> **ENTRIES SHOWN**
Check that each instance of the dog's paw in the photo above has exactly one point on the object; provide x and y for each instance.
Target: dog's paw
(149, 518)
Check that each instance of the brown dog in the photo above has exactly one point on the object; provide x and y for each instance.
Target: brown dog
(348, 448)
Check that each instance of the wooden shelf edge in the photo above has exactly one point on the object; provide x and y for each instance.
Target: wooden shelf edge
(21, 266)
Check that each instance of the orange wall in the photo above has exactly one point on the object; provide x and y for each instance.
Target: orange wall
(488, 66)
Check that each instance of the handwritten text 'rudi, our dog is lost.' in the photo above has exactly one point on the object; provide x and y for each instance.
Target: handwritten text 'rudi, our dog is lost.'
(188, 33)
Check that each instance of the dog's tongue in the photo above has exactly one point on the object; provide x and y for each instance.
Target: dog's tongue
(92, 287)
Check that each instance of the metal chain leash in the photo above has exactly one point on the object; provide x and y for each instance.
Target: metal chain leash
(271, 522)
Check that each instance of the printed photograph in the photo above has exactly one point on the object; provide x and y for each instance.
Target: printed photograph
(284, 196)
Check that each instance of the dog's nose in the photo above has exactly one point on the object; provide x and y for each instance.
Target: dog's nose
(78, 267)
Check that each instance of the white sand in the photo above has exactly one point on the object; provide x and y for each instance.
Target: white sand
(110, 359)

> **TASK TO COMPLETE**
From the line containing "Target: brown dog" down to the end of the listing above, return each line exactly as it appears and nothing more.

> **EXERCISE ANSWER**
Target: brown dog
(348, 448)
Check that each instance of the wooden shelf edge in the photo above has exactly one point on the object; provide x and y for each instance.
Target: wooden shelf edge
(21, 266)
Check that each instance of the orange wall in the photo above has exactly one point on the object; provide x and y for each instance.
Target: orange wall
(488, 66)
Check that each instance of the handwritten text 'rudi, our dog is lost.' in the photo above has exactly one point on the object; provide x and y for each instance.
Target: handwritten text 'rudi, our dog is lost.'
(188, 33)
Check that each instance of the dog's tongue in the photo above has exactly one point on the object; provide x and y for each instance.
Target: dog's tongue
(92, 287)
Check that each instance of the metal chain leash in the photo above has exactly one point on the object; provide x and y for each instance.
Target: metal chain leash
(271, 522)
Check that each instance of the printed photograph in the photo above has exactly one point on the object; provide x and y for each instance.
Target: printed photograph
(284, 196)
Check that each instance of the dog's nose in the photo above has exactly one point on the object; provide x and y for each instance.
Target: dog's nose
(78, 267)
Check that each instance of the white sand in the photo above has exactly one point on the object; provide x and y for each instance.
Target: white sand
(110, 359)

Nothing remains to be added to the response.